*WHAT TO DO*. Reproduce all of the material below, swapping "drop a marker" for "place a pin" wherever it occurs and leaving every other part unchanged.

*RECORDS SUPPLIED*.
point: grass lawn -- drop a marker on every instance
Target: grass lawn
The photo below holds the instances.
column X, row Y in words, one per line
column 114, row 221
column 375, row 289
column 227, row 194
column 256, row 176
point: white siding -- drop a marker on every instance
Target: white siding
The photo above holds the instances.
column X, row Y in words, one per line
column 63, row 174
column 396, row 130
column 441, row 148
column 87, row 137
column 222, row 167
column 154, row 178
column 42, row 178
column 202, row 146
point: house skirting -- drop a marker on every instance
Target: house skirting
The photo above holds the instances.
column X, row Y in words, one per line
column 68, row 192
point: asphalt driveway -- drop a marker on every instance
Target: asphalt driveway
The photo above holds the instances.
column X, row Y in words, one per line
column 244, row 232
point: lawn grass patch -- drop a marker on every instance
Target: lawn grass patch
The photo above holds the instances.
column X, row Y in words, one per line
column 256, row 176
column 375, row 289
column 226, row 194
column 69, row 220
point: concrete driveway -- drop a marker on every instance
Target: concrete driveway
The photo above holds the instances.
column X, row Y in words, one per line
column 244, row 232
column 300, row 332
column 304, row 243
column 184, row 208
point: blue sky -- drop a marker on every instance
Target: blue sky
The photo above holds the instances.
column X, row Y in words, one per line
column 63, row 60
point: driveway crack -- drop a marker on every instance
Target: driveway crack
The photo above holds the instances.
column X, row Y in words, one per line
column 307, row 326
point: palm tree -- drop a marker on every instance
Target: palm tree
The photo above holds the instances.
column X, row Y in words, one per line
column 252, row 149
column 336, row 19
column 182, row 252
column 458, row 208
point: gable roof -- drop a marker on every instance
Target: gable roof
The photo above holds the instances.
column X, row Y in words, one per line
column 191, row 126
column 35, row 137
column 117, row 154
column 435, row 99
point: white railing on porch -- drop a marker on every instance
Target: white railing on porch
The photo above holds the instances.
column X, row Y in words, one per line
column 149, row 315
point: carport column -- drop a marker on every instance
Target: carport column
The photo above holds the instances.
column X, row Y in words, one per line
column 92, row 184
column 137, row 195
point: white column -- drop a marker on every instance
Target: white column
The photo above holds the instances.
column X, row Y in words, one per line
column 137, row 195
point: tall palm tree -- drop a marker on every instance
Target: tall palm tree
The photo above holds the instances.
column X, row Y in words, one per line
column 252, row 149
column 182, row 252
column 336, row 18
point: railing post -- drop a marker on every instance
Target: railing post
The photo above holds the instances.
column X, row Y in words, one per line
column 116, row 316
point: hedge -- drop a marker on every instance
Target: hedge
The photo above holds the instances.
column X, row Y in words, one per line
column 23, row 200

*THE RESULT*.
point: grass lawn -- place a pin on every instance
Target: grass lawn
The photo below holds the instances.
column X, row Y in words, one per line
column 114, row 221
column 375, row 289
column 227, row 194
column 256, row 176
point: white siding -- place a pin on every instance
Target: white siding
The photo above holds the instances.
column X, row Y in words, one per line
column 63, row 174
column 396, row 130
column 441, row 148
column 87, row 137
column 222, row 167
column 154, row 178
column 42, row 178
column 202, row 146
point: house skirting -- place a pin on every instance
Target: house skirting
The photo above holds the instances.
column X, row Y in words, one per line
column 68, row 192
point: asphalt driveway -- place a pin on every instance
Target: asphalt driveway
The photo above holds the instances.
column X, row Y in words, one per line
column 244, row 232
point: lawn grass patch -- place a pin on every instance
Target: lawn grass patch
The photo above holds the instances.
column X, row Y in words, one per line
column 256, row 176
column 375, row 289
column 226, row 194
column 69, row 220
point: concrete driveway -- place a pin on every instance
Target: concrete driveway
The photo above holds the instances.
column X, row Y in words, one per line
column 244, row 232
column 300, row 332
column 304, row 243
column 184, row 208
point: blue sky -- place a pin on every instance
Target: blue sky
The photo above holds the instances.
column X, row Y in words, one per line
column 63, row 60
point: driveway crack -- place a pin on every instance
Target: driveway crack
The photo above holds the instances.
column X, row Y in words, one per line
column 307, row 326
point: palm tree -- place a pin on every instance
Target: palm tree
The photo above holds the instances.
column X, row Y in words, one per line
column 252, row 149
column 336, row 19
column 182, row 252
column 458, row 208
point: gable roof -- place a pin on every instance
Target: gable roof
The photo above holds the instances.
column X, row Y in words, one per line
column 191, row 126
column 35, row 137
column 117, row 154
column 435, row 99
point: white railing on porch -- place a pin on every instance
Target: white railing on porch
The photo above holds the instances.
column X, row Y in words, one per line
column 149, row 315
point: carport column -- place a pin on every instance
Target: carport column
The photo above holds the instances.
column X, row Y in words, one per line
column 92, row 184
column 137, row 195
point: white column -- place a pin on every instance
Target: white column
The photo above holds the instances.
column X, row Y in words, one per line
column 137, row 195
point: tall palm tree -- place a pin on every instance
Target: tall palm tree
The photo above holds the instances.
column X, row Y in words, one per line
column 252, row 149
column 182, row 252
column 336, row 18
point: railing post -- place a pin on every instance
Target: railing post
The photo above holds the instances.
column X, row Y in words, one per line
column 116, row 316
point: hedge -- place a pin on every instance
Target: hedge
The photo above holds the instances.
column X, row Y in words, one per line
column 23, row 200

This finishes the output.